» **To be done**
Reproduce the data in its entirety, exactly as supplied.

### Supplied data

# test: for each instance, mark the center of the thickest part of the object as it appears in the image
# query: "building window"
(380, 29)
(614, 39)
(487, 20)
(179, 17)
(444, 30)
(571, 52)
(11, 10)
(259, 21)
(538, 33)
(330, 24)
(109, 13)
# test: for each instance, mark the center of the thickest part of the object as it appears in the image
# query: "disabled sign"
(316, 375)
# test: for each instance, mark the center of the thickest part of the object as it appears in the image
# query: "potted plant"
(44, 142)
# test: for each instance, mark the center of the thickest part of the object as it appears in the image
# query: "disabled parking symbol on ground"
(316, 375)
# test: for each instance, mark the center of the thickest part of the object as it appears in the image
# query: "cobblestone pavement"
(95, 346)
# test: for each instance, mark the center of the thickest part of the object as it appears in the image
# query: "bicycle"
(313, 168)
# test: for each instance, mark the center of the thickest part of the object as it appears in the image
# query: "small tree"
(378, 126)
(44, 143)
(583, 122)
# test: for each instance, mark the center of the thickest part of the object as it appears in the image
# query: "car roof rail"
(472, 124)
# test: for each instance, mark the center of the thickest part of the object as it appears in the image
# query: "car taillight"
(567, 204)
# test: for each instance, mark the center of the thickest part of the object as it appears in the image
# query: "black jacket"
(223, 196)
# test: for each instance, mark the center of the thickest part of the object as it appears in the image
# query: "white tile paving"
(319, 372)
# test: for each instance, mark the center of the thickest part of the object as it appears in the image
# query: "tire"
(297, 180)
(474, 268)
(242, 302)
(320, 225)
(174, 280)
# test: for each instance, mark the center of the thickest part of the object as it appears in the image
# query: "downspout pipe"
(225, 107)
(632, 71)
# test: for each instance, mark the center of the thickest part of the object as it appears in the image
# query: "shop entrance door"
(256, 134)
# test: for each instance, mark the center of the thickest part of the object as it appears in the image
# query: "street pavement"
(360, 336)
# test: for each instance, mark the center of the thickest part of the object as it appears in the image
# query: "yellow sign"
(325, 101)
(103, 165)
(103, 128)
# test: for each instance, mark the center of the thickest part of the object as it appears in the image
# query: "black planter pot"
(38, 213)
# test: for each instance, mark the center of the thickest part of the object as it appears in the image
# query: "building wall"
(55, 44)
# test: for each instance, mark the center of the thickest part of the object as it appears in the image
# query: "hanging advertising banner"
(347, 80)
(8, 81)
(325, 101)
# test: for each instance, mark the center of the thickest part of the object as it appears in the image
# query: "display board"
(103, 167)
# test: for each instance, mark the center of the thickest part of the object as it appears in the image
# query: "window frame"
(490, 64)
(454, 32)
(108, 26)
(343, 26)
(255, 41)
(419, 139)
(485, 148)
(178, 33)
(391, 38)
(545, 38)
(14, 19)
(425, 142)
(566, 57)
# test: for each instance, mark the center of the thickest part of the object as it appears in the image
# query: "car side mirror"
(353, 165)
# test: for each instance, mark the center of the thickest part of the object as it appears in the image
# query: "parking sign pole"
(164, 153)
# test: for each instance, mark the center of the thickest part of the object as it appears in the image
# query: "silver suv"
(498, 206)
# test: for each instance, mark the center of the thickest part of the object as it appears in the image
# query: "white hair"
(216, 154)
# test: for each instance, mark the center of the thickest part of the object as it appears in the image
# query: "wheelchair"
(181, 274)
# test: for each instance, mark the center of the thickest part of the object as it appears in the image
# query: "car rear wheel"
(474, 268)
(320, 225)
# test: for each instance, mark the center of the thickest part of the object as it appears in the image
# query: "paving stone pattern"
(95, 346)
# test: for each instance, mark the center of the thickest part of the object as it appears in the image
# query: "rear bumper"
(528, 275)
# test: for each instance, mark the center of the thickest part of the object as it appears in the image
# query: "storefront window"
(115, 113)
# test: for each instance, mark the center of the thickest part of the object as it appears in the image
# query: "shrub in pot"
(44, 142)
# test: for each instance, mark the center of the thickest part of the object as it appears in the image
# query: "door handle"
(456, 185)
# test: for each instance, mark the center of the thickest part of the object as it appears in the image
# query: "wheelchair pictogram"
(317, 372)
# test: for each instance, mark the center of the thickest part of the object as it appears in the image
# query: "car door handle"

######

» **Worked solution**
# test: for each instance, mark the center of the thickest part of the object as it appears in the image
# query: "building window"
(380, 29)
(614, 39)
(487, 20)
(179, 17)
(444, 30)
(571, 52)
(11, 10)
(259, 21)
(538, 33)
(330, 24)
(109, 13)
# test: for each instance, mark the center of the thickest part of the object as it appears in the image
# query: "disabled sign"
(316, 375)
# test: for each instance, mark the center of the thickest part of the object as it appears in the image
# query: "potted plant"
(44, 142)
# test: for each instance, mark the center of the thickest part of the object as it appears in the image
# query: "disabled parking symbol on ground"
(316, 375)
# test: for each instance, mark the center of the thickest part of the object as it appears in the image
# query: "cobblestone pavement"
(95, 346)
# test: for each instance, mark the center of the thickest part of the object as it appears in the image
# query: "bicycle"
(313, 168)
# test: for each instance, mark the center of the thickest part of the object as it appears in the image
# query: "small tree"
(378, 126)
(44, 143)
(583, 122)
# test: for each instance, mark the center of the thickest part of the object as it appears in the image
# query: "car roof rail"
(472, 124)
# test: for each instance, mark the center of the thickest part of the object as it appears in the image
# query: "car taillight"
(567, 204)
# test: for each instance, mark the center of the thickest part of the object as it appears in the image
# query: "black jacket"
(223, 196)
# test: for each instance, mark the center of the thickest part of the object as it appears in the image
# query: "white tile paving"
(319, 372)
# test: for each instance, mark the center of the thickest part of the object as it appears in the image
# query: "tire"
(297, 180)
(474, 268)
(242, 302)
(320, 225)
(174, 280)
# test: for each instance, mark the center of the thickest part of the object as it appears in the image
# query: "downspout pipe"
(225, 107)
(632, 71)
# test: for each instance, mark the center of the thickest part of the object as it appears in the image
# query: "shop entrance door"
(256, 134)
# test: for each instance, mark the center of the thickest part of the object as it appears in the image
# query: "street pavement"
(360, 336)
# test: for each instance, mark the center of the thickest part of the object as it appears in the image
# query: "yellow sign"
(325, 101)
(103, 165)
(103, 128)
# test: for each instance, mark the center of the thickest part of the object as it appears in the image
# query: "black planter pot"
(38, 213)
# test: for each instance, mark the center of the thickest part of the object as it appears in the image
# query: "building wall"
(55, 44)
# test: for each instance, mark the center of the thickest part of the object as it appears in the image
# query: "hanging advertising banner"
(347, 80)
(8, 81)
(325, 101)
# test: for each instance, mark the center of the thickest part of the object as it appears in the image
# query: "display board"
(103, 167)
# test: for each instance, mark the center of the thickest part of the object as it appears in the image
# query: "window frame"
(490, 64)
(454, 32)
(108, 26)
(343, 26)
(255, 41)
(419, 139)
(485, 148)
(178, 33)
(391, 38)
(545, 38)
(14, 19)
(425, 142)
(566, 57)
# test: for each instance, mark the center of the thickest part of the object as it appears in the image
# query: "car side mirror"
(353, 165)
# test: for each instance, mark the center of the thickest part of the object as it appears in the image
# query: "parking sign pole"
(164, 153)
# test: for each instance, mark the center of the thickest part of the object as it appears in the image
# query: "silver suv"
(498, 206)
# test: for each instance, mark the center of the thickest part of the object as it appears in the image
# query: "white hair"
(216, 154)
# test: for each instance, mark the center of the thickest part of the object as it appears in the image
# query: "wheelchair"
(181, 274)
# test: for each instance, mark the center of the thickest part of the object as it appears in the image
# query: "car rear wheel"
(474, 268)
(320, 225)
# test: for each instance, mark the center of the thickest part of the object as it appears in the image
# query: "paving stone pattern"
(95, 346)
# test: for each instance, mark the center of the thickest part of the object as it appears in the image
# query: "rear bumper"
(528, 275)
# test: for each instance, mark the center of the thickest part of the object as it appears in the image
# query: "storefront window"
(115, 113)
# test: for each instance, mark the center of the thickest part of the object as it appears in the image
# query: "shrub in pot"
(44, 142)
# test: for each instance, mark the center of the thickest part of the object as it appears in the image
# query: "door handle"
(456, 185)
# test: for each instance, mark the center of the thickest part of the object as it appears in the image
# query: "wheelchair pictogram"
(317, 372)
# test: for each instance, mark the center of the thickest part of the object as it appears in the image
# query: "car door handle"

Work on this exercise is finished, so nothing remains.